┏━━
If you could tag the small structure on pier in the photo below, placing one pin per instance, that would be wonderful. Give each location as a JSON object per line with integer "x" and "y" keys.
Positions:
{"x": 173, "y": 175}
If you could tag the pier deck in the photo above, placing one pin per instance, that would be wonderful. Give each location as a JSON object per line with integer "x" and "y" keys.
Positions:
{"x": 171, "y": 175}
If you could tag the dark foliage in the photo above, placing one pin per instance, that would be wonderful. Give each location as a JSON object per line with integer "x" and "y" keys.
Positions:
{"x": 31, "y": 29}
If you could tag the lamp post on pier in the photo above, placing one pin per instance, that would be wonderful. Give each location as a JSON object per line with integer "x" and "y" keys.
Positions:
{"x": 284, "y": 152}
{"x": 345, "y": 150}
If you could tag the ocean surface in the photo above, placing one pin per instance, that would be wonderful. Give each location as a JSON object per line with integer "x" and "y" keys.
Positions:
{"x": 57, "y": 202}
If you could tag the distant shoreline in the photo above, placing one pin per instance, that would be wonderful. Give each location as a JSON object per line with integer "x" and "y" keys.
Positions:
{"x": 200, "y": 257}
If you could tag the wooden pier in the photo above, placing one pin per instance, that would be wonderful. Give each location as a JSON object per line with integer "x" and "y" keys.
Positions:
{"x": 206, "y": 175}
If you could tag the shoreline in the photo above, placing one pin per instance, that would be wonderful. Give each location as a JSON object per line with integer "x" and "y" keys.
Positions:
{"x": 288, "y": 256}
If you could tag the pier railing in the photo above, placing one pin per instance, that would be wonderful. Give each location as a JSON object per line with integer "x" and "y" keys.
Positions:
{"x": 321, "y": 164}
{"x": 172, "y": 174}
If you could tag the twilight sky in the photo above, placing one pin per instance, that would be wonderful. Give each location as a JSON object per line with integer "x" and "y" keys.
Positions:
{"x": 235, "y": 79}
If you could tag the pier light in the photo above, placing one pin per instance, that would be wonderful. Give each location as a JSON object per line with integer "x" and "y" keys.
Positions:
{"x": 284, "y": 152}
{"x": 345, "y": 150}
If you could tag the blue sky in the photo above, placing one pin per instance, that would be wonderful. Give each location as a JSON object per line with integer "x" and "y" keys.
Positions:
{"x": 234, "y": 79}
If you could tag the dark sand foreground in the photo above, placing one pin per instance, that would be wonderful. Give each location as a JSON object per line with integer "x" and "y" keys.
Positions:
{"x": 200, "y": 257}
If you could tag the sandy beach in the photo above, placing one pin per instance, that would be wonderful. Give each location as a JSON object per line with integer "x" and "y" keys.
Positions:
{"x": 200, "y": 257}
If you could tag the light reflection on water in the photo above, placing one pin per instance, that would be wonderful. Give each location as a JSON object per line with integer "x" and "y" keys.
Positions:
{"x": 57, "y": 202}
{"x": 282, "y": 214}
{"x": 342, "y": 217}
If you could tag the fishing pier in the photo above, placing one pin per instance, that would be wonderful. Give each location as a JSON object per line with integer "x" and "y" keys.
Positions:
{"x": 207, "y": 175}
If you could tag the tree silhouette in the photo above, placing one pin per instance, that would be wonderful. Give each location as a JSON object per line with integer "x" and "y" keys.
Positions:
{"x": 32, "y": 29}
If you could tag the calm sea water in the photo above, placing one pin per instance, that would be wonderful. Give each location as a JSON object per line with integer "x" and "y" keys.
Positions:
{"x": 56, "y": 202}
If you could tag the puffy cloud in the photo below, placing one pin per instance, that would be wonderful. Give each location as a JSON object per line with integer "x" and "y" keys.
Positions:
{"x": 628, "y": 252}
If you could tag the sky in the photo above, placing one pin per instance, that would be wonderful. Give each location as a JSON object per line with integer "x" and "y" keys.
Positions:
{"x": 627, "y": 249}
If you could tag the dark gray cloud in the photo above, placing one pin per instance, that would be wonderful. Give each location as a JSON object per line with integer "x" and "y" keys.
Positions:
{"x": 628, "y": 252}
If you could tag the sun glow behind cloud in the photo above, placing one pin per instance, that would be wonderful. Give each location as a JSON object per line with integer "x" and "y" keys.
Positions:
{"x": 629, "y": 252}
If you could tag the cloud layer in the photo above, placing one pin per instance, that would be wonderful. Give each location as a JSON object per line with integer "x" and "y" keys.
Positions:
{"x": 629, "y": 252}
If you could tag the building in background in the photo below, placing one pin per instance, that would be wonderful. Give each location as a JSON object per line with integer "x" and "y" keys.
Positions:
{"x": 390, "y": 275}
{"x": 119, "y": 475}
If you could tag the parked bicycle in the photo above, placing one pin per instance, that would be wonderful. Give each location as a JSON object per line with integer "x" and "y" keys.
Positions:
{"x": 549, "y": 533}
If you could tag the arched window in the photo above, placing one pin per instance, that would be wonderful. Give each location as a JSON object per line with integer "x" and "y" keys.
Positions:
┗━━
Written exercise:
Write out, word for word, the line containing "If you could tag the parked" and every line after it to the end of the data above.

Answer to this task:
If you could tag the parked bicycle in the photo above, placing one pin per instance, that would be wonderful. Give each location as a JSON object per line with integer "x" and "y" keys.
Positions:
{"x": 549, "y": 533}
If you could tag the arched window in the photo above, placing one pin per instance, that would be wonderful. Give each location as a JSON object per line with integer "x" and "y" keys.
Positions:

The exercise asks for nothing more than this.